**WHAT THIS TASK INVOLVES:**
Starting at the line that contains "# draw the outline of every instance of the carved", print every remaining line of the entries, unchanged, and output nothing more.

Object outline annotations:
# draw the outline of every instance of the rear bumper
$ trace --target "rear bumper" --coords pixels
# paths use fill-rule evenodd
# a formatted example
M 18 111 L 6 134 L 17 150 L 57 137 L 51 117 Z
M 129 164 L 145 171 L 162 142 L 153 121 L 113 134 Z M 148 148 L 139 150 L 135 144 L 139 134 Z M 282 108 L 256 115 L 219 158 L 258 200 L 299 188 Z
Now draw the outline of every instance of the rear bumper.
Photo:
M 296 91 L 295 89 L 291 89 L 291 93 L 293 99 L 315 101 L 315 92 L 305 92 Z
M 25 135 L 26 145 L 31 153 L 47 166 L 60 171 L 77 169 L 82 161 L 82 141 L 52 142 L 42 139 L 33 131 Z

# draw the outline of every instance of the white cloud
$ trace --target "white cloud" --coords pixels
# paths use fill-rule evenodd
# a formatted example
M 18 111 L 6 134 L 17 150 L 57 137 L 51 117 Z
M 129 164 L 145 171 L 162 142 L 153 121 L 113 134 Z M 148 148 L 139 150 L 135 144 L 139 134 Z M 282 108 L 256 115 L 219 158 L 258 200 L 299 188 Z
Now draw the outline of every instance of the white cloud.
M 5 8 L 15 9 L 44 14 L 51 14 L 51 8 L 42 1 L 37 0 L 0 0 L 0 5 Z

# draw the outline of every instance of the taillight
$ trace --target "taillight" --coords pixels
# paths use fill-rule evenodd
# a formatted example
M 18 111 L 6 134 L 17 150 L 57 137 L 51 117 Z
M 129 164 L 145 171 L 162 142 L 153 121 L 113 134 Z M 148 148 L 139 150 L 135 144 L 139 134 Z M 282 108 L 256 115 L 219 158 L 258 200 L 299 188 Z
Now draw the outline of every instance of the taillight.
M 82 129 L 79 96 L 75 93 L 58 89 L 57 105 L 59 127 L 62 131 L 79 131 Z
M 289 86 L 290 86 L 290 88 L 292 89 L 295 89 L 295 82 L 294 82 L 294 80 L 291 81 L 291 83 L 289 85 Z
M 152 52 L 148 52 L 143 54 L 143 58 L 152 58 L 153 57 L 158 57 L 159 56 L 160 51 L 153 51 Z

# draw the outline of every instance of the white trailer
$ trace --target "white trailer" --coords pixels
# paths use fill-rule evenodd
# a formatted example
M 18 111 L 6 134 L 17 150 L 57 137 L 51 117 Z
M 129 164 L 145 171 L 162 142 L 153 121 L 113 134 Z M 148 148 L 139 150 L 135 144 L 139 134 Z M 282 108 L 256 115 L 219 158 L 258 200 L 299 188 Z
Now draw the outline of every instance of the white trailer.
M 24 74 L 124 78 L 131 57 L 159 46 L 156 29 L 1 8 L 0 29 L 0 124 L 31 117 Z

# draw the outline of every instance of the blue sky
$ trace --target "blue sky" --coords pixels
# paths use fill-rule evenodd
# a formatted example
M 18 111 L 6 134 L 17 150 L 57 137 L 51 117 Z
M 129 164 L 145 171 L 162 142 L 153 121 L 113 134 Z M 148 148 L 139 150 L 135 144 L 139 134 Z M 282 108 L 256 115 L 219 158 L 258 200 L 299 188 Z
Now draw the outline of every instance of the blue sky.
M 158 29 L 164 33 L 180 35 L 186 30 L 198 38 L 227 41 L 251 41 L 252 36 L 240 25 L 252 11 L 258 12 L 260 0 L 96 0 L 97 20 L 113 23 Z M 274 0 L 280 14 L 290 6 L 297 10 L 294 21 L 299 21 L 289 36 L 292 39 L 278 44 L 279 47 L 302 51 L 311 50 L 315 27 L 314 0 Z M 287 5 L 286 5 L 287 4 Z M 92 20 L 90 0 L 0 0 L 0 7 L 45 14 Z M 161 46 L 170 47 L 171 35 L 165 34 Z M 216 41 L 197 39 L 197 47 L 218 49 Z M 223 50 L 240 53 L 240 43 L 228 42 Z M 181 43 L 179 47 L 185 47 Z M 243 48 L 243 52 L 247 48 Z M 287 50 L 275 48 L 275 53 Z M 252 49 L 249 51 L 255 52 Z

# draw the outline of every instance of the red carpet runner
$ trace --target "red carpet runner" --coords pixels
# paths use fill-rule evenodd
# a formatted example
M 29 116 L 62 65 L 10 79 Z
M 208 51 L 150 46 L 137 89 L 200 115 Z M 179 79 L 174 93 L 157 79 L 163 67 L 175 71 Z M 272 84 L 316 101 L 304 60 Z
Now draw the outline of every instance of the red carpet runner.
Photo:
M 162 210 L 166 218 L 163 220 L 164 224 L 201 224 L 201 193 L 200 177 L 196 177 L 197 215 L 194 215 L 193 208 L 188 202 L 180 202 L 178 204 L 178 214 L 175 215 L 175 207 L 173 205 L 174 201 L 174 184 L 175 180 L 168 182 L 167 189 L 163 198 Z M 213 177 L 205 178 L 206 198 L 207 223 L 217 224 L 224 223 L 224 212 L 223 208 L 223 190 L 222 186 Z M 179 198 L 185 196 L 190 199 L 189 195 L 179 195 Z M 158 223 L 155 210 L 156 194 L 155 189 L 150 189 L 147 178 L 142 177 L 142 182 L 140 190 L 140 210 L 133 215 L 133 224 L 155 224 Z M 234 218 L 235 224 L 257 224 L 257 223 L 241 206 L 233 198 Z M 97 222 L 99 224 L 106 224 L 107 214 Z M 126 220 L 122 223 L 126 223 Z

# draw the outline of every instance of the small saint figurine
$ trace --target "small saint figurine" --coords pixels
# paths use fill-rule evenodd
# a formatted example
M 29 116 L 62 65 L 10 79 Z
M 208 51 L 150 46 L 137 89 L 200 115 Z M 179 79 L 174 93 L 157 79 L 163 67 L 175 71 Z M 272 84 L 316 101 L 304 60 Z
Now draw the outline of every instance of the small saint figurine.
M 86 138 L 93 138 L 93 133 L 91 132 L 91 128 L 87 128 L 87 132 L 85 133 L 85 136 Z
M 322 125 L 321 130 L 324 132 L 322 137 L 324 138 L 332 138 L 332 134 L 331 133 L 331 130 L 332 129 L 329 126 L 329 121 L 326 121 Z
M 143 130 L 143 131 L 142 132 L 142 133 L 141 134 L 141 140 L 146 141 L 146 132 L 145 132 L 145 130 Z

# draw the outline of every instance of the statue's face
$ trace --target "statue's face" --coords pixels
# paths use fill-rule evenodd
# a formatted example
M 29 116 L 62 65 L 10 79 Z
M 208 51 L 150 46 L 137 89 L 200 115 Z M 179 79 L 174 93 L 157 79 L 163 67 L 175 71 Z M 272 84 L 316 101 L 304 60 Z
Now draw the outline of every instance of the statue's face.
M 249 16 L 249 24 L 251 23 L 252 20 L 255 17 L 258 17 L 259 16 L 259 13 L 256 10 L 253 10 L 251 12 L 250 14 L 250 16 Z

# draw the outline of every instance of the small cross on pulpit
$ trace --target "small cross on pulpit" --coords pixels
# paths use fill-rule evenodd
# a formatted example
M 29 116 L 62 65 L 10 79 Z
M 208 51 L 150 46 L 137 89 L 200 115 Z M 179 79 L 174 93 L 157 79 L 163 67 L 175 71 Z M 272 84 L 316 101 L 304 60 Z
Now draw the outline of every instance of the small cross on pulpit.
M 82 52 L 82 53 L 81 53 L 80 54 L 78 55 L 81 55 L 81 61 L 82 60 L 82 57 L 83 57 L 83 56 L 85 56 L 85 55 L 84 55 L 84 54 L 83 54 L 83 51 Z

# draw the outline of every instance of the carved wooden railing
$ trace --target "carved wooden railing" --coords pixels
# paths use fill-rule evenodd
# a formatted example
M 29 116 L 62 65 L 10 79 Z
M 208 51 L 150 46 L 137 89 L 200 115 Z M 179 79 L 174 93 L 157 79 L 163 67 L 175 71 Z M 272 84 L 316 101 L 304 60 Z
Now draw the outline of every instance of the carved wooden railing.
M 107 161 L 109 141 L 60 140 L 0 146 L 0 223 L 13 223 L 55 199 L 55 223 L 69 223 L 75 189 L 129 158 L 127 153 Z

**OUTPUT:**
# draw the outline of every instance of the carved wooden railing
$ trace --target "carved wooden railing" --coords pixels
# paths use fill-rule evenodd
# a formatted example
M 29 116 L 62 65 L 10 79 Z
M 208 51 L 150 46 L 137 89 L 200 115 Z M 179 79 L 174 93 L 157 79 L 163 67 L 175 71 Z M 272 84 L 316 101 L 304 60 Z
Now draw the outline of every instance of the carved wooden railing.
M 107 161 L 109 141 L 60 140 L 0 146 L 0 223 L 13 223 L 55 199 L 55 223 L 69 223 L 75 189 L 129 158 L 127 153 Z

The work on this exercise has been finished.